Sunday, October 6, 2013

Take a detour

I recently wrote a column for the Baltimore OUTloud newspaper about automatic behavior, the rut it can create, and how to break out by trying something new. Click here to read the column.... 

Recently, I was reminded about the connection between this topic and being able to tap into creativity to solve problems.

A few weeks ago, I was working with a gentlemen who was trying to manage a business relationship with a consultant who was threatening to undermine my client's efforts because of feeling under appreciated, because of not "feeling enough love" coming from my client. So, we brainstormed on strategies and tactics for managing a difficult business relationship.

At one point, I said, "When this guy gives you a somewhat helpful suggestion or tip, be sure to send him a thank-you card, perhaps a bottle of wine with it. Thank-you cards tend to give people warm fuzzies and help them to feel very appreciated."

It was at this point that my client slapped his own forehead in disbelief. He said, "I can't believe I didn't think of that. That's exactly how I established the strong business relationship in the first place, by sending thank-you cards and small tokens of appreciation." My client was unnerved as to why the solution had eluded him given that he'd done that in the past.

I reminded him that by allowing the consultant's bad behavior to kick up resentment and other hard feelings, my client had put himself into a negative space that blocked not only his creativity but also access to things he already knew! Instead of focusing on criticizing the consultant, my client needed to get into a relaxed, playful, problem-solving mood. The consultant's OK, I'm OK...let me just figure out a creative way around this!

Dataset entries
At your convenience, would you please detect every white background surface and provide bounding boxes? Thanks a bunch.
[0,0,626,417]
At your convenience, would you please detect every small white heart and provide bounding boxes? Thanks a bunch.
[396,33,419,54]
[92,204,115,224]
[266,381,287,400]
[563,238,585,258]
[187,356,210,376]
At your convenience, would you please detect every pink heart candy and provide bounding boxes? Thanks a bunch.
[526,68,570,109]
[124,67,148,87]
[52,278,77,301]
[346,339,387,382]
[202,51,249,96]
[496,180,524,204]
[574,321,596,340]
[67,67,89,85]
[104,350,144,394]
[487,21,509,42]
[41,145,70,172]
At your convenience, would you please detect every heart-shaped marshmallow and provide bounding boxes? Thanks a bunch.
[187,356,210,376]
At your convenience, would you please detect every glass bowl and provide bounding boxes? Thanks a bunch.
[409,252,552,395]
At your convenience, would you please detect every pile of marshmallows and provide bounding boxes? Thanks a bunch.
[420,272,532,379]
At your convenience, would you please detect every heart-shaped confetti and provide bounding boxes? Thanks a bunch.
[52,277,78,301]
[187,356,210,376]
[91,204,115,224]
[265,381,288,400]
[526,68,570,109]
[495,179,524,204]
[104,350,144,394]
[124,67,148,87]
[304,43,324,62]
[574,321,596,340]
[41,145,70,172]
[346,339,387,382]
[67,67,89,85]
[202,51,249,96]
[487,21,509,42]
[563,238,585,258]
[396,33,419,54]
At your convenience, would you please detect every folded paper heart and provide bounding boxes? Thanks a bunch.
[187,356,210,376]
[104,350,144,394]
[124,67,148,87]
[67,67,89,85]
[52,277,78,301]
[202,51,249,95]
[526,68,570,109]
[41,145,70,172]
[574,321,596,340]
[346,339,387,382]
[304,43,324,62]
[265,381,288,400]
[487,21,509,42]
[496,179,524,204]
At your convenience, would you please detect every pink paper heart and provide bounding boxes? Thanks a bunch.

▸ **TASK LIST**:
1) Answer these about the blog post:
(a) Which newspaper ran the writer's column on automatic behavior?
(b) What did the writer suggest sending along with a thank-you card?
(c) What did the client do to his own forehead on hearing the suggestion?
2) Output the stretch of the blog post that begins at the words "Sunday, October 6, 2013" and stops after "to solve problems.".
None of the items are needed here.

▸ **SET OF ANSWERS**:
1)
(a) The Baltimore OUTloud newspaper.
(b) A bottle of wine.
(c) He slapped it in disbelief.

2)
Sunday, October 6, 2013

Take a detour

I recently wrote a column for the Baltimore OUTloud newspaper about automatic behavior, the rut it can create, and how to break out by trying something new. Click here to read the column.... 

Recently, I was reminded about the connection between this topic and being able to tap into creativity to solve problems.